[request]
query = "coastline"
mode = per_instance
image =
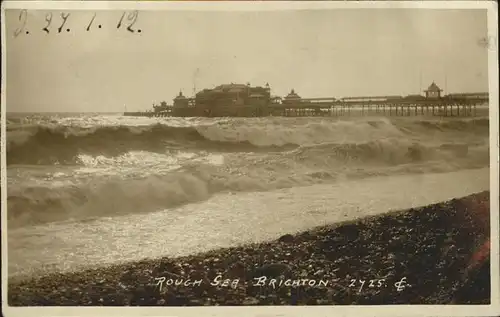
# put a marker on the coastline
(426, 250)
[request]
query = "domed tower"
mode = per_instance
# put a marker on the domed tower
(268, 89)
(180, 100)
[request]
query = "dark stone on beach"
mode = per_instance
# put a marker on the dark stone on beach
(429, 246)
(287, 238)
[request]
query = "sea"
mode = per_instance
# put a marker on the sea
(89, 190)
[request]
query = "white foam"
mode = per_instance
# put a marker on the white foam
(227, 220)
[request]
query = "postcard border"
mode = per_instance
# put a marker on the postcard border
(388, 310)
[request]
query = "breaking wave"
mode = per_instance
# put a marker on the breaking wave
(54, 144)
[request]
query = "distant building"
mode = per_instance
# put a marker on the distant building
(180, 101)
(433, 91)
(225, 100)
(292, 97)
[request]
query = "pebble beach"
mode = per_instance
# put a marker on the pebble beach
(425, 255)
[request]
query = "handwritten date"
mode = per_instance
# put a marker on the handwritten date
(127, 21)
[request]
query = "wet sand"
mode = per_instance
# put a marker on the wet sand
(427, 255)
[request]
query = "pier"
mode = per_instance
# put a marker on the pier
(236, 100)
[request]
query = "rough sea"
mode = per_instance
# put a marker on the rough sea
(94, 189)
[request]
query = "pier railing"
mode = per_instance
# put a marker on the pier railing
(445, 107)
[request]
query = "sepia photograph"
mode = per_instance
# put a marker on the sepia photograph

★ ★ ★ ★ ★ ★ ★

**WORK ORDER**
Except for pictures, copy the records above exactly.

**OUTPUT FOR THIS TASK**
[request]
query = "coastline"
mode = per_instance
image =
# put a marker on the coastline
(426, 250)
[request]
query = "domed tower"
mode = per_instance
# put a marker on the domed tower
(268, 89)
(180, 100)
[request]
query = "dark stone on beach"
mode = per_instance
# put a marker on the dark stone on beach
(429, 246)
(287, 238)
[request]
query = "sea"
mode = per_instance
# put a marker on the sea
(89, 190)
[request]
query = "white foam"
mode = per_instance
# put a marker on the white foam
(227, 220)
[request]
query = "postcard border"
mode = per_instance
# put a marker on the postcard border
(388, 310)
[request]
query = "breaking wave"
mode = per_instance
# put a marker on the breaking wave
(54, 144)
[request]
query = "distant building"
mode = per_instance
# put a marker on the distant building
(180, 101)
(433, 91)
(225, 100)
(292, 97)
[request]
query = "pebble beach"
mode = per_instance
# put a marker on the pebble beach
(425, 255)
[request]
query = "handwritten date"
mode = per_instance
# put a marker on the handwritten date
(127, 21)
[request]
query = "wet sand"
mode = per_instance
# put a marker on the wet sand
(427, 255)
[request]
query = "pier"
mode = per_instance
# put a marker on the pier
(236, 100)
[request]
query = "rough sea"
mode = per_instance
# put a marker on the rough sea
(94, 189)
[request]
query = "pier railing"
mode = per_instance
# put a marker on the pier railing
(445, 107)
[request]
query = "sepia photograph"
mode = per_instance
# put a marker on the sepia photograph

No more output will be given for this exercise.